What to work on:
Put the lines below, from the line containing "Target: roof eave" through the line containing "[(420, 106)]", into a Markdown table with the columns No. and Line. Number each line in order and omit any blank lines.

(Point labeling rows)
## Start

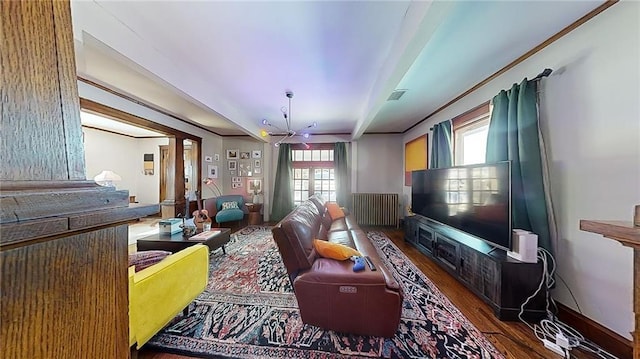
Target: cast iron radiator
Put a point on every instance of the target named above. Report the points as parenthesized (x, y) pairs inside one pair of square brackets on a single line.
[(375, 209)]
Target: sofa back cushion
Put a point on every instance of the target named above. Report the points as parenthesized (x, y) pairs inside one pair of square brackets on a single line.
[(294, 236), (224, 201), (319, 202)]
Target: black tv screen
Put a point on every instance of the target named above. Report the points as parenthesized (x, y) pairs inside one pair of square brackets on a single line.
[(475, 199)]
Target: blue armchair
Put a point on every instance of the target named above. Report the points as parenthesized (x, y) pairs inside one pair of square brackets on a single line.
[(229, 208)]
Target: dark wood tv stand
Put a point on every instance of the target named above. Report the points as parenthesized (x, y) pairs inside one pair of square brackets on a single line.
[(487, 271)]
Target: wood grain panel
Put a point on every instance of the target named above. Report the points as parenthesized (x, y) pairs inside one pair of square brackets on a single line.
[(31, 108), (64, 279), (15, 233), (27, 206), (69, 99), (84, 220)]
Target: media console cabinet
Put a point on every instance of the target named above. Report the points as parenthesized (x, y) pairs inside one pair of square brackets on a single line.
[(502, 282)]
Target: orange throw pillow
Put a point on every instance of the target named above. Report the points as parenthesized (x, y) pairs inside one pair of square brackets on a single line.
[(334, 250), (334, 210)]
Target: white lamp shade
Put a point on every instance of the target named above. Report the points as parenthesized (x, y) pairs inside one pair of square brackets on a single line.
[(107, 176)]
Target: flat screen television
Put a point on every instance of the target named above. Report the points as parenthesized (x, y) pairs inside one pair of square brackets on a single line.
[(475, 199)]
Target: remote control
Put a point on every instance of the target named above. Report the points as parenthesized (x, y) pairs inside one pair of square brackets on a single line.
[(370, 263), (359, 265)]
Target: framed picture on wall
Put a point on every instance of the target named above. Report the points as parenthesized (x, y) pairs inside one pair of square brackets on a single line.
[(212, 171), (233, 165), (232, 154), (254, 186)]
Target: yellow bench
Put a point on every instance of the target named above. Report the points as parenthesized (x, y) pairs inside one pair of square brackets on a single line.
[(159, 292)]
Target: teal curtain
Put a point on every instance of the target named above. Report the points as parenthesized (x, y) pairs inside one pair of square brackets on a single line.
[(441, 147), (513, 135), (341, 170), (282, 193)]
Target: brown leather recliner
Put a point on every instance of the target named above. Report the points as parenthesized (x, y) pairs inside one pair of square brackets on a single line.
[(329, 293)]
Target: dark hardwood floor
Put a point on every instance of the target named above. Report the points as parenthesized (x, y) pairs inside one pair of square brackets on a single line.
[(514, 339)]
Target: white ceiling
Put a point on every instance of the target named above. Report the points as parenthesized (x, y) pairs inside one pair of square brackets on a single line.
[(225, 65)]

## End
## Start

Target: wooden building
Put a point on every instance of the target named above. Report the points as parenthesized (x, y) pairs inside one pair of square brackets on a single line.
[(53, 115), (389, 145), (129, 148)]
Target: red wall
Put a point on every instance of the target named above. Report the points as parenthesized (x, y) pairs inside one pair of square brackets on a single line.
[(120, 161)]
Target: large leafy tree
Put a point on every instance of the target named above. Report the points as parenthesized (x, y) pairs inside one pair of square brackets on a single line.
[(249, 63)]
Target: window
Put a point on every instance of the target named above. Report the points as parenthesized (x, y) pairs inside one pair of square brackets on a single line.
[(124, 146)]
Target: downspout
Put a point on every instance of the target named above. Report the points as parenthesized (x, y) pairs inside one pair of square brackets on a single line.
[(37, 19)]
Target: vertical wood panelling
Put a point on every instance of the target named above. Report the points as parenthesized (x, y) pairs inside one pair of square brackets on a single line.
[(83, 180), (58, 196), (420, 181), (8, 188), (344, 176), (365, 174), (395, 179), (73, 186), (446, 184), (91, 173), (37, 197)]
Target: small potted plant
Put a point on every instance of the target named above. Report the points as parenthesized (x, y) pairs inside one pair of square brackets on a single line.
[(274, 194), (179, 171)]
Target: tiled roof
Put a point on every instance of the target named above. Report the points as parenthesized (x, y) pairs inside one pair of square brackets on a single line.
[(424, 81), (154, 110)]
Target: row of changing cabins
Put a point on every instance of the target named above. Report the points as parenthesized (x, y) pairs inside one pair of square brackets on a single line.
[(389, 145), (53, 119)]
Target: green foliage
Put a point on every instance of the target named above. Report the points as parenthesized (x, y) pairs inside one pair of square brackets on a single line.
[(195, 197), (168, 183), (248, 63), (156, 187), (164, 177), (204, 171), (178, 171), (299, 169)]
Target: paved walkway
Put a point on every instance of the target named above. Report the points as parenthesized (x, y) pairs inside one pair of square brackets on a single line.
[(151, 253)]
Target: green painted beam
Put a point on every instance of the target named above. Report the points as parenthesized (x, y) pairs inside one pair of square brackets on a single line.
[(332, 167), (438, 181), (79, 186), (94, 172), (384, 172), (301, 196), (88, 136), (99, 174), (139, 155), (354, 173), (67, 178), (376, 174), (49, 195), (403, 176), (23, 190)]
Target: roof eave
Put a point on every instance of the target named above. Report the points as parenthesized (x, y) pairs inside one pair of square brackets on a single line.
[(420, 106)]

## End

The answer:
| No. | Line |
|---|---|
| 1 | Target: roof eave |
| 2 | Put a point on every instance of the target named above. Report the points as parenthesized (x, y) pairs inside one pair of square brackets on a single line. |
| 3 | [(420, 106)] |